▸ **Passage shown**:
Texted wife: off to the hardware store; need anything? Expecting, of course, “no.” But she said we needed sidewalk grit.

Ah. Well, they didn’t have any. I went to two big-box stores, and they had no grit. You might ask: did you see if they had any gumption? No, I didn’t think of that. Went to the friendly neighborhood store, and they had grit in 50 pound bags. Bought two, and had a lad help me carry one bag to the car. He struggled with it more than I did, and I didn’t struggle at all.

I do wonder where the phrase “friendly neighborhood (blank)” began. It was obviously a cliche by the time Spider-Man used it, but I didn’t know that at the time. Has it come around full-circle so it’s not used ironically any more?

Anyway, I didn’t put down any grit, because it was warm and the ice melted. By the nightfall the next day - surprise, how the hell did this happen, oh right January - the ice had reformed, and all the grit that people had put down was locked beneath a fresh sheet. So walking the dog is, again, an exercise in concussion avoidance. Every time we hit a slick patch and I see a stone wall I imagine myself jerked off my feet when Birch lunches, and my head hits the wall. That’s why you always take your phone on your walk. You never know when you will be struck unconscious, and need to dial for help.

Which you can’t do because it’s lights out, twinkly stars and birds revolving around your friendly neighborhood head.

Rote Monday, nothing to report; turned in two columns. Enjoyed some fan mail from Germany, thanks to the recent Strib column where I answered Der Speigel’s fantasy about Fergus Falls.

Most read Variety piece at present! Huzzah for me.

Nothing more to add about the day, so let's get cracking and investigate . . . some wallpaper.

 

 

 

 

 

 

I’ve been rewatching Boardwalk Empire, an exceptional HBO show. THIS IS NOT A REVIEW. Remember, we're here for the odd telling details.

I love this show more than The Sopranos, although not quite as much as Deadwood and Rome - but there’s a hair’s breadth between them all. I know I should rewatch The Sopranos, but I figure I should also watch Breaking Bad, except I have no interest in it. Same with Game of Thrones. I’m sure they’re great. Count me out. Am I missing anything?

Really? A few cultural references, but beyond that? If everyone has the right to insist I watch Breaking Bad - oh you got to, you just got to - then I have the right to insist that everyone watch Boardwalk Empire. For one thing, it takes place in a period rarely visited by TV, because it’s expensive to reproduce: the late teens and early 20s. I think the 20s might be the most misunderstood decade, inasmuch as it’s understood at all any more; the teens are a muddle. I’ve been fascinated by the 20s since I was a kid, but this wasn’t the 20s I imagined. The 20s of my imagination were full of flappers and flivvers and skyscrapers and clever people laughing at a New Yorker cartoon; the time of Boardwalk is, for the first 2 seasons, haunted by WW1.

It has the same arcs as Sopranos - why, things are changing, and people are moving in our territory. It does not have that end-of-things lament that gave The Sopranos its false weight. Okay sorry you came in at the end of things, when guys in nylon socks whacked other guys and then they went to Ginos for the spaghet, eh? And then after six hours you go home and smack the wife around a little? But no one touches my family! Family is sacred!

▸ **Problem requirements**: Decide whether each of the following statements agrees with the blog post above, answering yes or no and quoting the post's deciding words. 1. The two big-box stores had sidewalk grit for sale. 2. The neighborhood store sold grit in 50 pound bags. 3. The writer spread the grit on the sidewalk after buying it.

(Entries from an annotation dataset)
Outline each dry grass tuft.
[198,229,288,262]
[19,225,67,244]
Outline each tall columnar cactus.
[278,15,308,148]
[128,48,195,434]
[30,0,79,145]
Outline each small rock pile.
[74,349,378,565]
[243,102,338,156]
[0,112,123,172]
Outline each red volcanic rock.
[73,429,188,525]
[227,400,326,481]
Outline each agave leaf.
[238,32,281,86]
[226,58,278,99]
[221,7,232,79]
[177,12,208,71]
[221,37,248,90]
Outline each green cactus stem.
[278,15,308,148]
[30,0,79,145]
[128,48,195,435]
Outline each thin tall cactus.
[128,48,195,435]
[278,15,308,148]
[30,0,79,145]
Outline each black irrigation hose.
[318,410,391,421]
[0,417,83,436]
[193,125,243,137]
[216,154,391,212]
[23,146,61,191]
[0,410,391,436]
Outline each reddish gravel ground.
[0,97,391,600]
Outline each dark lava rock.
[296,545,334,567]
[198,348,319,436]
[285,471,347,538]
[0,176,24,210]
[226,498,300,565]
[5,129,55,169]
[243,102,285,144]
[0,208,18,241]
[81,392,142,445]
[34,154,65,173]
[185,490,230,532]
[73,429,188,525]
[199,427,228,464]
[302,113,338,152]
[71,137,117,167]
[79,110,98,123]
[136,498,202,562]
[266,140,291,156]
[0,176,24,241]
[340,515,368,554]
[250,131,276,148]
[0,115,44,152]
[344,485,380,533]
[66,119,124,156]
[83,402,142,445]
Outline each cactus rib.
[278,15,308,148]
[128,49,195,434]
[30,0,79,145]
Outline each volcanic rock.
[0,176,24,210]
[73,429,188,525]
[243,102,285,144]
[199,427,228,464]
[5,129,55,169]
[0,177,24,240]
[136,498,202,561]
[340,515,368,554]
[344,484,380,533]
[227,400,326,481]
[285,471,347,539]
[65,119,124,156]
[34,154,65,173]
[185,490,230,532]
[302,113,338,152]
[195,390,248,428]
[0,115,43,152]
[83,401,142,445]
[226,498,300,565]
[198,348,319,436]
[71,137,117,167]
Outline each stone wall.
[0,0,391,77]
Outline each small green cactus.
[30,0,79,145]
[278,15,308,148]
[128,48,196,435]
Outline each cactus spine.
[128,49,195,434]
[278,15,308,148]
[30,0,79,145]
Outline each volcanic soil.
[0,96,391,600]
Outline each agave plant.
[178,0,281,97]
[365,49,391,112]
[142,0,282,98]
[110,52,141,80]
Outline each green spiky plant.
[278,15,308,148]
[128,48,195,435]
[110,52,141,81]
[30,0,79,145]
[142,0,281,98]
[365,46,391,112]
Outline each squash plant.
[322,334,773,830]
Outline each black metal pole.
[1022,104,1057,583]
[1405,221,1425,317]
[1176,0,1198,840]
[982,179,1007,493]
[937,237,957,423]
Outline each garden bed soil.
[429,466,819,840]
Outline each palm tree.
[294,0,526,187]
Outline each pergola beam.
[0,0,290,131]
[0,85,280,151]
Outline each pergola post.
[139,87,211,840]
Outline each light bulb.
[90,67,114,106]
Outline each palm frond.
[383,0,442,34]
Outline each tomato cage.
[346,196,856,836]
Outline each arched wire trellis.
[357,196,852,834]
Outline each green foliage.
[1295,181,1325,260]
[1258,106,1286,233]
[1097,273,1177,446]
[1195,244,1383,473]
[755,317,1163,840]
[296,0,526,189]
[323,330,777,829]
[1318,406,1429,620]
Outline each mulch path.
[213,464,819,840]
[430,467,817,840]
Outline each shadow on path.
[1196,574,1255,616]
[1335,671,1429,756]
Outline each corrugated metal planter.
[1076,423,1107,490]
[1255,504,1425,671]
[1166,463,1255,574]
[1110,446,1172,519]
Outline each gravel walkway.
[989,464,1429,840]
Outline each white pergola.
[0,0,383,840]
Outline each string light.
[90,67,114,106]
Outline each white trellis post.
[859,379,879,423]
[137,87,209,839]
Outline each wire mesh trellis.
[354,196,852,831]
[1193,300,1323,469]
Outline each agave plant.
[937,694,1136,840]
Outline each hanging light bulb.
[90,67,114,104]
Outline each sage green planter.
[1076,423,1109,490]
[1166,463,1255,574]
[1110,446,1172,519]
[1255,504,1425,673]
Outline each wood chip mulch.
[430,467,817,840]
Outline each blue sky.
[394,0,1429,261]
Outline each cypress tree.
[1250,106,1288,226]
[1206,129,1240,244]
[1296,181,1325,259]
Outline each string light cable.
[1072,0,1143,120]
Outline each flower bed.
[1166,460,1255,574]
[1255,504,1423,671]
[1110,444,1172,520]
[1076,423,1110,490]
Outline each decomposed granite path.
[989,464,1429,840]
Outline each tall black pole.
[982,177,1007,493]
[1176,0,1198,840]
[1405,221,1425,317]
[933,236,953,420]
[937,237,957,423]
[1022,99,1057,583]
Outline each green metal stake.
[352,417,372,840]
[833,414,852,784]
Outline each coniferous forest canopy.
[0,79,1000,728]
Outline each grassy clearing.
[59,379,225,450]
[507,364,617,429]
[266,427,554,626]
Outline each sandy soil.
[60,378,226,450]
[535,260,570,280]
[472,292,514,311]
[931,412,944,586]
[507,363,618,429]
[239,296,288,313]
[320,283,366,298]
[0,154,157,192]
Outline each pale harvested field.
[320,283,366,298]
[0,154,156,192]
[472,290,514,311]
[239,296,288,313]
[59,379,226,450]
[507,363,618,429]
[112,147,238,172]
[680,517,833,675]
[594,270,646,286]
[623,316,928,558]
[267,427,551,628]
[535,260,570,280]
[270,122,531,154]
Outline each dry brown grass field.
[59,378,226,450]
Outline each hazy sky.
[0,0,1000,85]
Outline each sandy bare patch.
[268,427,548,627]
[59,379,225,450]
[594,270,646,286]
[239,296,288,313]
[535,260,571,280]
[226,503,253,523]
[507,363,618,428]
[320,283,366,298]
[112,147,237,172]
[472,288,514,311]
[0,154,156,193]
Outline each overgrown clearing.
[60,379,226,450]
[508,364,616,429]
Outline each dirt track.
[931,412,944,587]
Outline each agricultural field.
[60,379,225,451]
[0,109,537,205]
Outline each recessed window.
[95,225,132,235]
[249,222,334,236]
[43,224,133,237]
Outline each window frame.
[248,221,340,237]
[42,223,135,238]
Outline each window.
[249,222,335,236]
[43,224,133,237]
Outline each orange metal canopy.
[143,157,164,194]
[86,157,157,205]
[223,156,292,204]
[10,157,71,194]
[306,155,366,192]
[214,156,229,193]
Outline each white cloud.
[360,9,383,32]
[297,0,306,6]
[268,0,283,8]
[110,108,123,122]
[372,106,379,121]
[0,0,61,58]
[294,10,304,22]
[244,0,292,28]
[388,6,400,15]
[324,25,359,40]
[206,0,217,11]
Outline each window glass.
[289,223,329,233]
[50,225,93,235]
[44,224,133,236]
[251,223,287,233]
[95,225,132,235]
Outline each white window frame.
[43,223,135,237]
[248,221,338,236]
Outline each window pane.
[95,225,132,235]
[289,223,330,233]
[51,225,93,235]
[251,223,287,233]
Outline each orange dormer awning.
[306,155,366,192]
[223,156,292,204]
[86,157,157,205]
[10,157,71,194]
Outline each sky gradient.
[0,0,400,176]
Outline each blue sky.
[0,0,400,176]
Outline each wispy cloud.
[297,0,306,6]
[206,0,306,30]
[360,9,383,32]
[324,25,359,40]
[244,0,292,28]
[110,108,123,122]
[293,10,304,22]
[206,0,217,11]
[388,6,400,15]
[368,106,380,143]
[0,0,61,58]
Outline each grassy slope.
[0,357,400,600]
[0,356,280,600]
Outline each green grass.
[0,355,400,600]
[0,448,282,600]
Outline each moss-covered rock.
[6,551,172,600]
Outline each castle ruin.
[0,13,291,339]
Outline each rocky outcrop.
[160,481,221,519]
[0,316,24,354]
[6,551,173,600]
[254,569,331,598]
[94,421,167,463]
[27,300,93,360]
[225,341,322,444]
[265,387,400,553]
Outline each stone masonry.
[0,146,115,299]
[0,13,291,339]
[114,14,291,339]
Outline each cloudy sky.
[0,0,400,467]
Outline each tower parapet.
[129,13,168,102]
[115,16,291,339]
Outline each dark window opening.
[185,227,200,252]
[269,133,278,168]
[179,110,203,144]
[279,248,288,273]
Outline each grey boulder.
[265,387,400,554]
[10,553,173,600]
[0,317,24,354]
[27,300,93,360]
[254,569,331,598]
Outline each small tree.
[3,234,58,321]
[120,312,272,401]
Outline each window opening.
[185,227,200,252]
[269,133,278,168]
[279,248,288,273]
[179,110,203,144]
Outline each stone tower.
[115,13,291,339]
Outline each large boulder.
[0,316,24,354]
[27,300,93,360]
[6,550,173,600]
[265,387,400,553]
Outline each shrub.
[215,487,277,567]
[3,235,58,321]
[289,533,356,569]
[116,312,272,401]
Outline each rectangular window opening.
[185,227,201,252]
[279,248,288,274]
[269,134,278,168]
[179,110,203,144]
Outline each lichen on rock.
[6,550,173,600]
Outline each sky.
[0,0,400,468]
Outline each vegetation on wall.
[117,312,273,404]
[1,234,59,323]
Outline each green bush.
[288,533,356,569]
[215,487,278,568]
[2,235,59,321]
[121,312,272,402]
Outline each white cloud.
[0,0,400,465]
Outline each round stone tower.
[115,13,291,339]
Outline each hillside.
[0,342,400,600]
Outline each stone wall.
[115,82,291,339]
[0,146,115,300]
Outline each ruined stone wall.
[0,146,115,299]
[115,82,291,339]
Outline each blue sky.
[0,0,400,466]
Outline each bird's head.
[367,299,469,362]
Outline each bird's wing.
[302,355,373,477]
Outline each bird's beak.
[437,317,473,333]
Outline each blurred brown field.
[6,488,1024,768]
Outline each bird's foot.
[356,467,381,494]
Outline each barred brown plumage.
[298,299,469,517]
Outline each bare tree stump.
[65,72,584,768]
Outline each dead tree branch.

▸ **Correct output**:
1. No: "I went to two big-box stores, and they had no grit."
2. Yes: "Went to the friendly neighborhood store, and they had grit in 50 pound bags."
3. No: "I didn’t put down any grit, because it was warm and the ice melted."